What you will do: The records below must be retyped exactly.

☆ ☆ ☆

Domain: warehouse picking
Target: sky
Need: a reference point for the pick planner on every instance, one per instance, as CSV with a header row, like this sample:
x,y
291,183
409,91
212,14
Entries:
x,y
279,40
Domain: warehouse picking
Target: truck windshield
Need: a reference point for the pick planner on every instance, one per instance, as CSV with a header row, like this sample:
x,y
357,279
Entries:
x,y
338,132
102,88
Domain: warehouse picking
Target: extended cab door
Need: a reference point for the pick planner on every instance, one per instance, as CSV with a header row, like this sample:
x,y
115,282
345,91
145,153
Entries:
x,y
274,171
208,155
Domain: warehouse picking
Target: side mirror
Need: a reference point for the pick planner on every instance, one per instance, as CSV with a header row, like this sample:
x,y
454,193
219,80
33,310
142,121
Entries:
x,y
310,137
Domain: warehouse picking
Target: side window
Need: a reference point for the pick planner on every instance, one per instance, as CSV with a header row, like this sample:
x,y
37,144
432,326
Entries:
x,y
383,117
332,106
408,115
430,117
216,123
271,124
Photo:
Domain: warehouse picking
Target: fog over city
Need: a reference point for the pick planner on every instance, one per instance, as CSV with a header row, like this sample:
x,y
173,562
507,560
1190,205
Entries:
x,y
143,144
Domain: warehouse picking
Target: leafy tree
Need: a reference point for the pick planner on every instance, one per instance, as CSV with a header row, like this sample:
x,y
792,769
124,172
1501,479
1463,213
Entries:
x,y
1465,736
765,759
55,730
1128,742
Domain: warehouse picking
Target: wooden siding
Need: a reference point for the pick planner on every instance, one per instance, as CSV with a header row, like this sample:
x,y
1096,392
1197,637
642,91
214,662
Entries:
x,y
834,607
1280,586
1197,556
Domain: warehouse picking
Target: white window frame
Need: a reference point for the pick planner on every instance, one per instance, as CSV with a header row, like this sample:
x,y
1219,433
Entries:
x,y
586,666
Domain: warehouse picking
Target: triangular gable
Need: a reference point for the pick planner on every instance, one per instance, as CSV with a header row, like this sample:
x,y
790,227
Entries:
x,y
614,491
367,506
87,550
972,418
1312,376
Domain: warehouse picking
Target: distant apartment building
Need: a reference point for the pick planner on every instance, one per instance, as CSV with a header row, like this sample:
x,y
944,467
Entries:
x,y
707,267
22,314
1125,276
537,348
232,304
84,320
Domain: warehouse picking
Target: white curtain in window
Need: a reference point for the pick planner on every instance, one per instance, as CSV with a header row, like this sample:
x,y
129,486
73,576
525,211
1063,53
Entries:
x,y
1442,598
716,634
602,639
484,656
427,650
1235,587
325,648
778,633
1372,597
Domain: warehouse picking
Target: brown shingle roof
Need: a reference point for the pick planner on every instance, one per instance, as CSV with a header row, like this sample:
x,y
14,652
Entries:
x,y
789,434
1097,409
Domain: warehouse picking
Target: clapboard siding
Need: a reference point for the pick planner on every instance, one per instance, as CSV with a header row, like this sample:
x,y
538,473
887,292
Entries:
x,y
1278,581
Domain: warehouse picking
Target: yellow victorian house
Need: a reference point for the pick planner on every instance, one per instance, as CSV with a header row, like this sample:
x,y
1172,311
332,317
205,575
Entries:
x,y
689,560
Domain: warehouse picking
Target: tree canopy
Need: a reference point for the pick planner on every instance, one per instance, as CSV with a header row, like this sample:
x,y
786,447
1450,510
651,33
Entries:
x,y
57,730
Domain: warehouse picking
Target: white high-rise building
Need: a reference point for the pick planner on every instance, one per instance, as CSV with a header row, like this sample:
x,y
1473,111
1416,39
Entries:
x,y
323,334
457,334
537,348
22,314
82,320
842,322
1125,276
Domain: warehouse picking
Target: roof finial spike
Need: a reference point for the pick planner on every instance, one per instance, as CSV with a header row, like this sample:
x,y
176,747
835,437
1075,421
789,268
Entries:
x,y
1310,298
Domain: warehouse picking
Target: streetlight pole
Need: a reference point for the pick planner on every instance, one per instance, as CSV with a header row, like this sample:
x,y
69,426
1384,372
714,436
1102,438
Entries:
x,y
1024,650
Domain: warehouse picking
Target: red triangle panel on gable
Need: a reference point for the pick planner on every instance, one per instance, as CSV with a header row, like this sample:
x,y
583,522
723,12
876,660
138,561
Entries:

☆ ☆ ☆

The answer:
Domain: warehouse picking
Target: sky
Need: a reference point for the pick planner on every instance, one per instance, as CSV with a header row, like this sample:
x,y
291,183
409,91
212,14
Entries:
x,y
279,40
Domain: warehouse picking
Target: truck windshield
Need: a reference point for the pick planner on every instance, one per instance, as CSV with a header row, like this sample:
x,y
357,279
Entries:
x,y
338,132
102,88
Domain: warehouse picking
Target: extended cab door
Need: a reference point for the pick planner on every instance, one per instance, as CSV with a header row, like this sample:
x,y
115,282
345,91
145,153
Entries:
x,y
274,171
208,155
Domain: warehouse picking
Target: side mirror
Need: a reference point for the pick planner on every instance, one per instance, as CSV with a header row, like this sample:
x,y
454,193
219,80
33,310
142,121
Entries:
x,y
310,137
Domain: warehouse picking
Target: side window
Need: a reference point for the pick planner on every instance, one per instance, as CSV with a header row, like this sample:
x,y
37,144
432,326
Entries:
x,y
383,117
332,106
408,115
430,117
216,123
271,124
Photo:
Domain: warehouse picking
Target: fog over city
Need: a reference point for the pick planner on every instance, one per instance, as CSV with a header row, like this sample:
x,y
173,562
507,560
1190,205
Entries:
x,y
143,144
Domain: warehouse picking
Target: leafy tree
Need: a reference point for the pick planner on every instance, one per instance, as CSV with a header row, like this sample:
x,y
792,769
124,172
1501,479
1463,213
Entries:
x,y
1465,736
765,759
55,730
1128,742
Domain: warehouse picking
Target: wooden siding
Need: a reference point for the pick planner on every instance, one per instance, as CSV with a header row, like this sample:
x,y
1096,392
1197,637
642,91
214,662
Entries:
x,y
834,607
1280,586
1197,556
Domain: warehouse picking
Target: white window frame
Need: a reference point for the pick planner on every instance, one per instance, as CSV with a header row, like this sample:
x,y
1219,433
Entries:
x,y
586,666
Domain: warehouse picking
Target: triangular gable
Need: a reference point for the pick planner on every instance, one per instance, as CSV with a header row, like this sample:
x,y
790,227
Entries:
x,y
614,491
367,506
87,550
972,418
1312,376
Domain: warehouse picking
Target: distant apartment building
Need: a reference point for the pick planner on every instance, one per instance, as CSV with a header row, like this sample:
x,y
944,467
Entries:
x,y
707,267
22,314
1125,276
537,348
232,304
84,320
Domain: warehouse picking
Target: white curtain in window
Need: a reference point for the pick planner on every instance, one per instance, as CSV with a header row, like this sample:
x,y
129,486
73,576
525,211
1063,53
Entries:
x,y
1442,598
716,634
602,639
484,656
427,650
1235,587
325,648
778,633
1372,597
Domain: warehouse picking
Target: brown shingle roof
Need: a reference point for the pick planner on every instance, one per instance, as CSV with a header row, like this sample:
x,y
14,652
Entries:
x,y
789,434
1097,409
Domain: warehouse picking
Target: clapboard siding
Need: a reference point for the pick planner on every instance, one per instance, as CSV with a header row, like this sample:
x,y
538,473
887,292
Entries:
x,y
1278,581
Domain: warehouse picking
Target: yellow victorian house
Need: a reference point for the pick planner on every instance, one per instance, as CSV with a header row, like this sample:
x,y
1172,311
332,317
205,575
Entries:
x,y
689,560
Domain: warehouse picking
Target: tree canopy
Need: a reference point for the pick planner on every instance, one per instance, as CSV with a header row, like this sample:
x,y
786,447
1450,510
651,33
Entries:
x,y
57,730
Domain: warehouse picking
Target: white high-rise building
Need: a reference point for the pick planner on every instance, one per instance, as CSV with a header row, like this sample:
x,y
1473,111
1416,39
Entries:
x,y
323,334
457,334
537,348
22,314
82,320
842,322
1125,276
Domain: warehouse picking
Target: roof finial spike
Need: a reference point for the pick planner on every instance, one per instance, as CSV with a header row, like this sample:
x,y
176,747
835,437
1075,421
789,268
Entries:
x,y
1310,298
Domain: warehouse picking
Target: streetlight pole
Need: a reference point for the pick planner on every instance, one per instance, as CSV with a header row, like this sample:
x,y
69,426
1384,372
714,436
1102,438
Entries:
x,y
1024,650
Domain: warehouse picking
Target: red triangle panel on gable
Need: a reference point for the pick planner on every instance, one per instance, as CSV with a header row, like this sample:
x,y
583,522
723,12
876,660
138,561
Entries:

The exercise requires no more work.